Your instructions
Every record shown below is to be output exactly.

Exercise data
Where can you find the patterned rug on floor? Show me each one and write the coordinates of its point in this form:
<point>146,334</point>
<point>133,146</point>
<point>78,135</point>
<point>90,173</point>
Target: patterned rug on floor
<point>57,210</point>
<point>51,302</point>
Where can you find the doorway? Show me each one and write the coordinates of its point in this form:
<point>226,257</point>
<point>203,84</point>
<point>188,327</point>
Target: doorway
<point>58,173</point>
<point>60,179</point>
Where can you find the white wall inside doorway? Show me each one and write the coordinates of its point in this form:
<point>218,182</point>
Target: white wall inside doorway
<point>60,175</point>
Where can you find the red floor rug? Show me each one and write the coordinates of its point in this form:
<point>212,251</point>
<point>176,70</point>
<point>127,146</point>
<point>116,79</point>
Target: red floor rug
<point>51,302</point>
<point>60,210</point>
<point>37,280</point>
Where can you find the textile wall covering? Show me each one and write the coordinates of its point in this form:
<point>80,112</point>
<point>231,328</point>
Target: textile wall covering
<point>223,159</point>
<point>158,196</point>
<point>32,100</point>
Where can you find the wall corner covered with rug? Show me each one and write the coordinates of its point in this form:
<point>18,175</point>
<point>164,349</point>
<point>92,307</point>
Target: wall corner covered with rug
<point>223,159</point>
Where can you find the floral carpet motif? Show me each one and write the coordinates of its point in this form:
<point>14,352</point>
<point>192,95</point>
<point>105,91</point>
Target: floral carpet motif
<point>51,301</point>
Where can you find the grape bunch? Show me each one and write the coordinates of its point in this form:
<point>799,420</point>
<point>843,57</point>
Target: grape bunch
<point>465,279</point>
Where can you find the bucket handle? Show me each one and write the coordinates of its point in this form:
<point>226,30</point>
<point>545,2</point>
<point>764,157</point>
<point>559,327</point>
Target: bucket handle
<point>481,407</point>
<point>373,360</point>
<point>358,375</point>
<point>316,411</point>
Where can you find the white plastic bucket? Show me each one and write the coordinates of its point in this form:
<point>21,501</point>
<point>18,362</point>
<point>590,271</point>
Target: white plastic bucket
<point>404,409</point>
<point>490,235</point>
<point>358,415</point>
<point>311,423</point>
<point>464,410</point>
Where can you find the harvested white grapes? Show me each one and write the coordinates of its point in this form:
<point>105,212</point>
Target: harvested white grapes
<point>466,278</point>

Answer for this exercise
Where can you find the patterned rug on floor? Show me each one and write the coordinates of its point in this form:
<point>146,334</point>
<point>133,146</point>
<point>78,135</point>
<point>90,173</point>
Target: patterned rug on floor
<point>57,210</point>
<point>51,302</point>
Where can you find the doorway? Show me each one and write the coordinates of its point in this form:
<point>226,257</point>
<point>203,84</point>
<point>188,327</point>
Target: doorway
<point>58,173</point>
<point>60,179</point>
Where can you find the white wall inside doorway? Show me each one and write the coordinates of its point in this form:
<point>218,182</point>
Target: white wall inside doorway
<point>60,175</point>
Where can you find the red floor rug? Show me each one and write the coordinates of its point in this form:
<point>212,251</point>
<point>176,70</point>
<point>127,146</point>
<point>116,79</point>
Target: red floor rug
<point>51,302</point>
<point>60,210</point>
<point>37,280</point>
Where can you find the textile wall covering? Show me each one and write the coordinates of its point in this form:
<point>80,112</point>
<point>231,328</point>
Target: textile wall covering
<point>223,159</point>
<point>158,196</point>
<point>32,100</point>
Where can you find the wall corner covered with rug? Show me each one and write the coordinates of its point in this form:
<point>18,175</point>
<point>164,349</point>
<point>92,307</point>
Target: wall corner covered with rug
<point>223,159</point>
Where can you find the floral carpet motif? Show me each one and write the coordinates of its point in this form:
<point>14,352</point>
<point>192,95</point>
<point>105,91</point>
Target: floral carpet motif
<point>51,301</point>
Where can you find the grape bunch? Show me each one and write the coordinates of its point in this form:
<point>799,420</point>
<point>843,57</point>
Target: grape bunch
<point>465,279</point>
Where can you find the bucket handle? Show me each one and write the coordinates of its point in this form:
<point>226,30</point>
<point>545,2</point>
<point>764,157</point>
<point>559,327</point>
Target: bucket handle
<point>481,407</point>
<point>373,360</point>
<point>358,375</point>
<point>316,411</point>
Where can you find the white plastic bucket? Show me each one and write the coordinates of its point in this form:
<point>21,501</point>
<point>18,362</point>
<point>590,271</point>
Target: white plastic bucket
<point>404,409</point>
<point>490,235</point>
<point>358,415</point>
<point>311,423</point>
<point>464,410</point>
Where can you find the harvested white grapes? Show me each one and write the coordinates of its point in this form:
<point>105,212</point>
Target: harvested white grapes
<point>466,278</point>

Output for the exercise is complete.